Passage ->
I am aware that the Azeris citizens who migrated to Israel have established a large Azerbaijani community. In Israel, there are even streets, restaurants and enterprises bearing the names of Baku and Azerbaijan.

I would like to inform you that Azerbaijan has stupendous and interesting resources. One of them is our cuisine. The Jews who left Azerbaijan are popularizing those dishes, especially in Israel. If this trend continues, quite soon most Israelis will start eating only the Azeri food.

One representative of the Jewish community in Azerbaijan joined our delegation on this trip. However, he is an American citizen now and resides in California. He was born, raised, and educated in Azerbaijan. He worked in the arts field in Azerbaijan. He speaks fluent Azeri and is thoroughly familiar with our literature. He has recently visited Baku and met with me. I brought him here as a part of our delegation. His name is Alexander Grich, and he is seated right here.

The relationships between Azerbaijan and Israel are those of friendship. We are developing these relationships every day. In recent years, I met and talked with late Prime Minister Yitzhak Rabin, and former Prime Minister Shimon Peres. Last December in Lisbon, I also met with the current Israeli Prime Minister Mr. Netanyahu. I keep correspondence with him. I sent him a letter, and he mailed a letter to me several days before I left for the U.S. Both the president and prime minister of Israel have invited me to visit Israel. I have accepted this invitation with great pleasure and will make the visit shortly.

I think the Israeli Embassy in Azerbaijan is doing an excellent job. We have created favorable conditions for their work. I have repeatedly met with the Israeli Ambassador and receive him as needed. We will make a decision on opening the Azeri embassy in Israel. An Azerbaijani ambassador to Israel will be appointed soon.

I hold the Conference of the Presidents of Jewish Organizations in the United States in high regard. I am aware that this Conference and your communities have considerable influence in the United States. They carry out important work and have significant resources. I think that Azerbaijan and the Conference of Presidents are establishing good relationships. I support the further development of these relations. I believe that we can cooperate in a fruitful way.

We plan to further develop our relations with the United States. We consider the United States our friend. During my visit, we will conduct negotiations on cooperation and sign some inter-governmental documents.

The cooperation of the U.S. and Azeri oil firms in Azerbaijan play a substantial role in the U.S.-Azerbaijani relations. Such companies as AMOCO, Pennzoil, Exxon, Unocal and McDermott are parties to multinational oil exploration projects. The preparations to conclude similar contracts with Chevron and Mobil are under way and are expected to be signed soon. At the same time a number of other firms are operating in Azerbaijan along with the ones I mentioned. All these American companies participate in joint exploration of Azerbaijani oil resources in the Caspian Sea. The American firms have contributed $8 billion out $30 billion of investments that are to flow into the Azerbaijani economy. This is just a beginning of the work. The pending agreements will broaden these efforts and drastically increase the capital investments in Azerbaijan.

The contracts we have signed are for 30 years. In my opinion, these 30 years are just the first phase. I think we will continue our cooperation many decades after the first 30 years. Thus, the United States is gaining significant economic interest in Azerbaijan. We strive to guarantee the viability of these economic interests.

I would like to accentuate another fact. We have a world-class hotel in Azerbaijan. We have transferred the ownership of the old hotel to the Hyatt Regency. This firm is operating that hotel in Azerbaijan so this company has also entered the Azerbaijani market. I want you to know that there is such a hotel in Baku, Azerbaijan. If you visit our country, you will see it.

Material to process ->
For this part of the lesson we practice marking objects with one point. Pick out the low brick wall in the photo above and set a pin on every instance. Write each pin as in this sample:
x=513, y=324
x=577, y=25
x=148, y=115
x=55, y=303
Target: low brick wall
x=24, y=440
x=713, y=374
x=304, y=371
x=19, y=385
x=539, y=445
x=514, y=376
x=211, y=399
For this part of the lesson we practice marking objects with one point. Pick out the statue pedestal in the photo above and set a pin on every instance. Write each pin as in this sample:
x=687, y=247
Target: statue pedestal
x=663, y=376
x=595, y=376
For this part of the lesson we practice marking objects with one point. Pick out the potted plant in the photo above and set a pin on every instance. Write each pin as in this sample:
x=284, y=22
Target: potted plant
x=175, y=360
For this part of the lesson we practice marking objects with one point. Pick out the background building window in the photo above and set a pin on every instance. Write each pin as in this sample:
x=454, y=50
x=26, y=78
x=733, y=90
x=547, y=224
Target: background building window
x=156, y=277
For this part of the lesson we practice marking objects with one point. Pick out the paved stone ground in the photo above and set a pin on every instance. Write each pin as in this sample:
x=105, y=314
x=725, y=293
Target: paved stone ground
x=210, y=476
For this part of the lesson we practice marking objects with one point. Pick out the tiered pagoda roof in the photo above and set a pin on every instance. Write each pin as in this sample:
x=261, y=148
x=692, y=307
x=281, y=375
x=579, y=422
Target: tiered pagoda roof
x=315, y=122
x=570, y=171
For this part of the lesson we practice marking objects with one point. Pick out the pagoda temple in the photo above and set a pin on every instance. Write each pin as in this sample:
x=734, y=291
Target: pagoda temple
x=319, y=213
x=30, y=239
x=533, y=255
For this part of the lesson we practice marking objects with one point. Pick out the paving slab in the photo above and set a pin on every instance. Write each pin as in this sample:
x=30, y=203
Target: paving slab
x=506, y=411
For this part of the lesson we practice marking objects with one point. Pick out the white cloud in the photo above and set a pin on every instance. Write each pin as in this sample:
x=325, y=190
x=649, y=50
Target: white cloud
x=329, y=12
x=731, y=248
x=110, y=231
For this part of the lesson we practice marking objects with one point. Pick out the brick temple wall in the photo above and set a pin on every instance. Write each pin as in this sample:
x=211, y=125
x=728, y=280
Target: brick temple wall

Requests ->
1. According to the speech, how long are the oil contracts that have been signed?
2. From the entries, write out the part that opens with the line containing "out the statue" and closes with the line containing "x=533, y=255". Copy each line exactly as it appears.

Written answers ->
1. 30 years.

2.
For this part of the lesson we practice marking objects with one point. Pick out the statue pedestal in the photo above and set a pin on every instance. Write each pin as in this sample:
x=687, y=247
Target: statue pedestal
x=663, y=376
x=595, y=376
For this part of the lesson we practice marking objects with one point. Pick out the potted plant in the photo above and set a pin on every instance. Write each pin as in this sample:
x=284, y=22
Target: potted plant
x=175, y=360
For this part of the lesson we practice marking objects with one point. Pick out the background building window in the photo above and set a pin on every instance. Write each pin as in this sample:
x=454, y=50
x=26, y=78
x=733, y=90
x=547, y=224
Target: background building window
x=156, y=277
For this part of the lesson we practice marking objects with one point. Pick out the paved stone ground in the photo above and set a pin on every instance. Write each pin as in this sample:
x=105, y=314
x=725, y=293
Target: paved stone ground
x=210, y=476
For this part of the lesson we practice marking objects with one point. Pick out the tiered pagoda roof in the photo above and set a pin on every instance. Write each pin as in this sample:
x=261, y=148
x=692, y=307
x=281, y=375
x=579, y=422
Target: tiered pagoda roof
x=315, y=122
x=570, y=171
For this part of the lesson we practice marking objects with one point. Pick out the pagoda temple in the photo above and set a pin on every instance. Write each pin as in this sample:
x=734, y=291
Target: pagoda temple
x=319, y=213
x=30, y=239
x=533, y=255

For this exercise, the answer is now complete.